*WHAT YOU WILL DO:*
Please print the material below word for word, leaving out the pictures.

##### STORED DATA #####

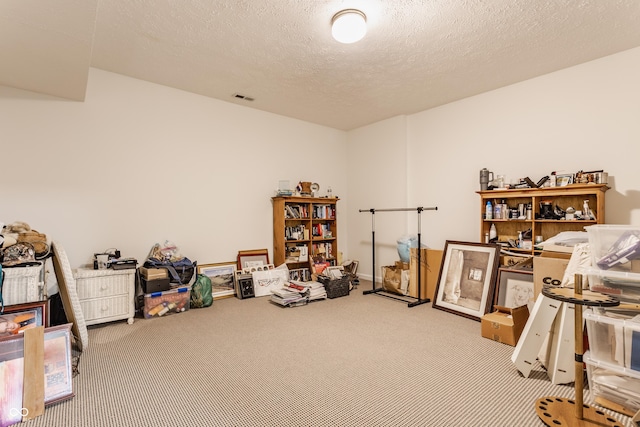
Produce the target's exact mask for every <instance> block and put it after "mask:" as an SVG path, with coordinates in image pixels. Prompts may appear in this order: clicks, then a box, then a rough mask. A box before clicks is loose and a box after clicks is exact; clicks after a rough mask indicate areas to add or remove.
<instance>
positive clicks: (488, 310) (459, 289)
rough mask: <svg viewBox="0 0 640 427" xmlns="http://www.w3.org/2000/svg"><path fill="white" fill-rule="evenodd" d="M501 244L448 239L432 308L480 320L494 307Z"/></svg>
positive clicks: (444, 249) (473, 318)
mask: <svg viewBox="0 0 640 427" xmlns="http://www.w3.org/2000/svg"><path fill="white" fill-rule="evenodd" d="M499 255H500V247H499V246H498V245H494V244H486V243H472V242H456V241H449V240H447V241H446V243H445V247H444V254H443V257H442V264H441V265H440V275H439V277H438V283H437V285H436V291H435V298H434V299H433V307H434V308H438V309H440V310H445V311H448V312H451V313H454V314H457V315H460V316H464V317H468V318H470V319H473V320H477V321H480V319H481V318H482V316H484V315H485V314H486V313H488V312H489V310H490V309H491V301H492V298H493V292H494V287H495V281H496V274H497V270H498V264H499V258H500V257H499Z"/></svg>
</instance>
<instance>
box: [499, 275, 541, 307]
mask: <svg viewBox="0 0 640 427" xmlns="http://www.w3.org/2000/svg"><path fill="white" fill-rule="evenodd" d="M533 294H534V292H533V271H522V270H513V269H508V268H499V269H498V281H497V286H496V296H495V298H494V304H495V305H500V306H502V307H507V308H516V307H520V306H523V305H526V306H527V307H529V313H531V310H532V309H533V304H534V303H535V301H534V298H533Z"/></svg>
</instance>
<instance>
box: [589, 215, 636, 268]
mask: <svg viewBox="0 0 640 427" xmlns="http://www.w3.org/2000/svg"><path fill="white" fill-rule="evenodd" d="M585 230H587V234H588V236H589V248H590V250H591V260H592V262H591V264H592V266H594V267H597V268H600V269H602V270H612V271H631V268H632V267H635V268H638V267H640V264H639V263H637V262H634V263H632V262H631V261H632V260H634V259H640V227H639V226H631V225H614V224H596V225H591V226H588V227H585ZM635 272H636V273H640V270H638V271H635Z"/></svg>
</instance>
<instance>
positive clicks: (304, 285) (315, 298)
mask: <svg viewBox="0 0 640 427" xmlns="http://www.w3.org/2000/svg"><path fill="white" fill-rule="evenodd" d="M326 298H327V291H326V290H325V288H324V285H323V284H322V283H319V282H302V281H298V280H291V281H288V282H286V283H285V284H284V285H282V288H280V289H274V290H272V291H271V302H273V303H275V304H278V305H281V306H284V307H297V306H299V305H305V304H307V303H308V302H309V301H317V300H320V299H326Z"/></svg>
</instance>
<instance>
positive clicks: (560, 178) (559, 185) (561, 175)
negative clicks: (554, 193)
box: [556, 174, 573, 187]
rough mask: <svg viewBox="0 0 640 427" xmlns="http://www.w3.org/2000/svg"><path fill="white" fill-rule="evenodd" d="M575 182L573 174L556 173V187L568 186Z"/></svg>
mask: <svg viewBox="0 0 640 427" xmlns="http://www.w3.org/2000/svg"><path fill="white" fill-rule="evenodd" d="M569 184H573V174H566V175H556V187H566V186H567V185H569Z"/></svg>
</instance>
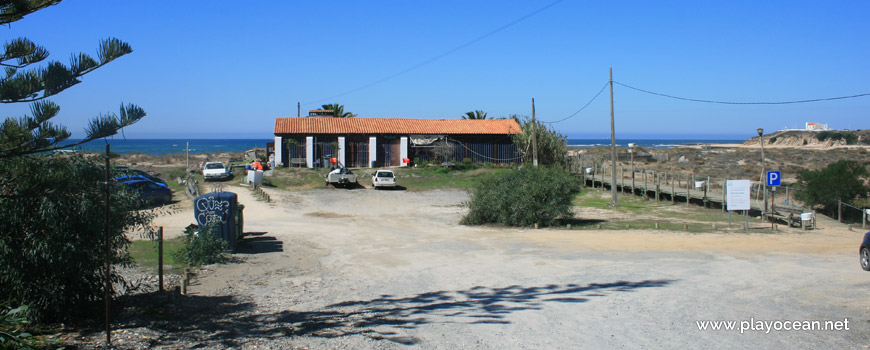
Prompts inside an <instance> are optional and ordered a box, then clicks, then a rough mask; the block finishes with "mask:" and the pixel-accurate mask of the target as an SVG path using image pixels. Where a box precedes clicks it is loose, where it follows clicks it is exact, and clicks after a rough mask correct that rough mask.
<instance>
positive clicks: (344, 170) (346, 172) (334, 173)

#####

*SOLVED PROBLEM:*
Produce the target's exact mask for every <instance> block and put it after "mask:" as an SVG path, with coordinates in image pixels. Prompts may appear in this order: clicks, then a box, then a rough mask. A box before clicks is loose and a box after clicks is exact; clicks after a rough mask indicate areas to add or remove.
<instance>
positive clicks: (488, 310) (459, 289)
rough mask: <svg viewBox="0 0 640 427" xmlns="http://www.w3.org/2000/svg"><path fill="white" fill-rule="evenodd" d="M501 244L448 239L432 308L480 320L494 307Z"/></svg>
positive clicks: (444, 249) (473, 318)
mask: <svg viewBox="0 0 640 427" xmlns="http://www.w3.org/2000/svg"><path fill="white" fill-rule="evenodd" d="M499 255H500V247H499V246H498V245H494V244H486V243H472V242H456V241H449V240H447V241H446V243H445V247H444V254H443V257H442V264H441V265H440V275H439V277H438V283H437V285H436V291H435V298H434V299H433V307H434V308H438V309H440V310H445V311H448V312H451V313H454V314H457V315H460V316H464V317H468V318H470V319H473V320H477V321H480V319H481V318H482V316H484V315H485V314H486V313H488V312H489V310H490V309H491V301H492V298H493V292H494V287H495V281H496V274H497V270H498V264H499V258H500V257H499Z"/></svg>
</instance>
<instance>
box: [499, 275, 541, 307]
mask: <svg viewBox="0 0 640 427" xmlns="http://www.w3.org/2000/svg"><path fill="white" fill-rule="evenodd" d="M533 294H534V292H533V271H522V270H513V269H508V268H499V269H498V281H497V286H496V296H495V298H494V304H495V305H500V306H502V307H507V308H516V307H520V306H523V305H526V306H527V307H529V313H531V310H532V309H533V304H534V303H535V301H534V298H533Z"/></svg>
</instance>
<instance>
box: [589, 215, 636, 268]
mask: <svg viewBox="0 0 640 427" xmlns="http://www.w3.org/2000/svg"><path fill="white" fill-rule="evenodd" d="M585 230H587V234H588V236H589V248H590V250H591V260H592V262H591V264H592V266H594V267H597V268H600V269H602V270H612V271H631V268H632V267H635V268H638V267H640V264H639V263H637V262H634V263H632V262H631V261H632V260H634V259H640V227H639V226H631V225H614V224H596V225H591V226H588V227H585ZM635 272H636V273H640V270H638V271H635Z"/></svg>
</instance>
<instance>
positive clicks: (304, 285) (315, 298)
mask: <svg viewBox="0 0 640 427" xmlns="http://www.w3.org/2000/svg"><path fill="white" fill-rule="evenodd" d="M326 298H327V291H326V290H325V288H324V285H323V284H322V283H319V282H302V281H298V280H291V281H288V282H286V283H285V284H284V285H282V288H280V289H274V290H272V291H271V302H273V303H275V304H278V305H281V306H284V307H297V306H299V305H305V304H307V303H308V302H309V301H317V300H320V299H326Z"/></svg>
</instance>
<instance>
positive clicks: (560, 178) (559, 185) (561, 175)
negative clicks: (554, 193)
box: [556, 174, 573, 187]
rough mask: <svg viewBox="0 0 640 427" xmlns="http://www.w3.org/2000/svg"><path fill="white" fill-rule="evenodd" d="M575 182L573 174L556 173V187L568 186Z"/></svg>
mask: <svg viewBox="0 0 640 427" xmlns="http://www.w3.org/2000/svg"><path fill="white" fill-rule="evenodd" d="M569 184H573V174H566V175H556V187H566V186H567V185H569Z"/></svg>
</instance>
Prompts inside an <instance> are optional and ordered a box, then clicks, then a rough mask; the block finishes with "mask:" and the pixel-accurate mask of the target as an SVG path using image pixels. Where a box precedes clicks it is loose, where it follows clicks it is exact, and clicks after a rough mask correct that rough mask.
<instance>
positive clicks: (344, 170) (346, 172) (334, 173)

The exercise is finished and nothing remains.